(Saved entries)
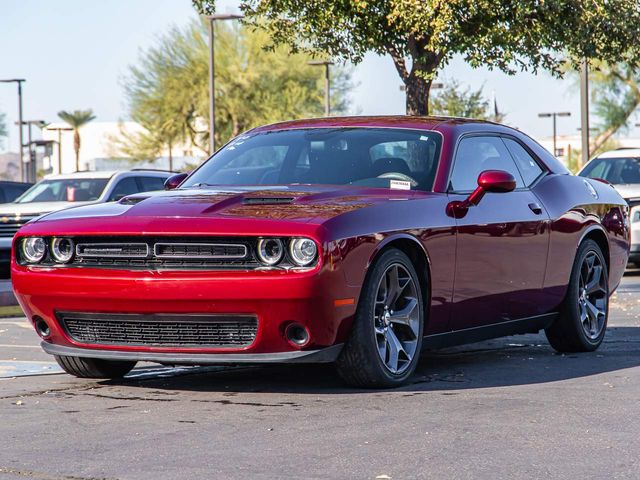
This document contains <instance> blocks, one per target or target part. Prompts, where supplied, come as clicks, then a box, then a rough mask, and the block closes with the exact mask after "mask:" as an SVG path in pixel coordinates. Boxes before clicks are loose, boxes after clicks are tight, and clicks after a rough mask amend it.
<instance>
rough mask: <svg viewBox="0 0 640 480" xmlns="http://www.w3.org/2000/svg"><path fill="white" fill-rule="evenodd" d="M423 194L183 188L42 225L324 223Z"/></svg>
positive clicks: (387, 192) (398, 191)
mask: <svg viewBox="0 0 640 480" xmlns="http://www.w3.org/2000/svg"><path fill="white" fill-rule="evenodd" d="M417 194H419V195H428V194H426V193H424V192H415V191H405V190H389V189H381V188H359V187H350V186H346V187H342V186H340V187H336V186H326V187H325V186H307V185H305V186H302V185H292V186H277V187H234V188H229V187H224V188H214V187H207V188H194V189H179V190H173V191H170V192H151V193H142V194H136V195H131V196H129V197H125V198H124V199H122V200H121V201H119V202H111V203H105V204H98V205H91V206H86V207H81V208H74V209H71V210H66V211H62V212H56V213H53V214H50V215H47V216H45V217H43V218H42V219H40V220H39V222H48V221H58V220H72V219H80V220H81V219H86V218H96V219H98V218H99V219H101V220H102V221H103V222H104V221H106V219H107V218H109V217H111V218H117V219H118V221H119V222H130V221H132V220H134V219H159V220H160V219H161V220H163V221H164V222H167V219H187V220H188V219H215V220H217V221H220V220H221V219H229V220H232V219H235V220H256V221H259V220H260V221H262V220H264V221H284V222H296V223H322V222H323V221H325V220H327V219H330V218H333V217H335V216H337V215H340V214H343V213H347V212H350V211H353V210H357V209H361V208H364V207H367V206H371V205H374V204H377V203H380V202H388V201H393V200H402V199H407V198H411V197H413V196H415V195H417Z"/></svg>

> **EXERCISE DESCRIPTION**:
The entries above, without their pictures, should be written out exactly.

> **TASK OUTPUT**:
This document contains <instance> blocks, one per target or target part. Prompts, where supplied, come as clicks, then a box, then a rough mask, and the block closes with the exact mask after "mask:" as an SVG path in pixel coordinates. Boxes before clicks are loose, boxes after clicks are tight, and clicks after a rough mask amend it.
<instance>
rough mask: <svg viewBox="0 0 640 480" xmlns="http://www.w3.org/2000/svg"><path fill="white" fill-rule="evenodd" d="M423 194L183 188L42 225L324 223Z"/></svg>
positive clicks: (387, 192) (398, 191)
mask: <svg viewBox="0 0 640 480" xmlns="http://www.w3.org/2000/svg"><path fill="white" fill-rule="evenodd" d="M417 194H419V195H428V194H426V193H424V192H415V191H405V190H389V189H381V188H359V187H350V186H346V187H342V186H340V187H336V186H326V187H325V186H307V185H305V186H302V185H292V186H277V187H234V188H229V187H224V188H214V187H207V188H194V189H179V190H173V191H170V192H151V193H142V194H136V195H131V196H129V197H125V198H124V199H122V200H121V201H119V202H111V203H105V204H98V205H91V206H86V207H81V208H74V209H71V210H66V211H62V212H56V213H53V214H50V215H47V216H45V217H43V218H42V219H40V220H39V222H48V221H58V220H72V219H80V220H81V219H86V218H96V219H98V218H99V219H101V220H102V221H103V222H104V221H106V219H107V218H109V217H111V218H117V219H118V221H119V222H130V221H132V220H134V219H159V220H160V219H161V220H163V221H164V222H167V219H187V220H188V219H215V220H217V221H220V220H221V219H229V220H232V219H235V220H256V221H259V220H260V221H262V220H264V221H284V222H296V223H322V222H323V221H325V220H327V219H330V218H333V217H335V216H337V215H340V214H343V213H347V212H350V211H353V210H357V209H361V208H364V207H367V206H371V205H374V204H377V203H380V202H388V201H393V200H402V199H407V198H411V197H413V196H415V195H417Z"/></svg>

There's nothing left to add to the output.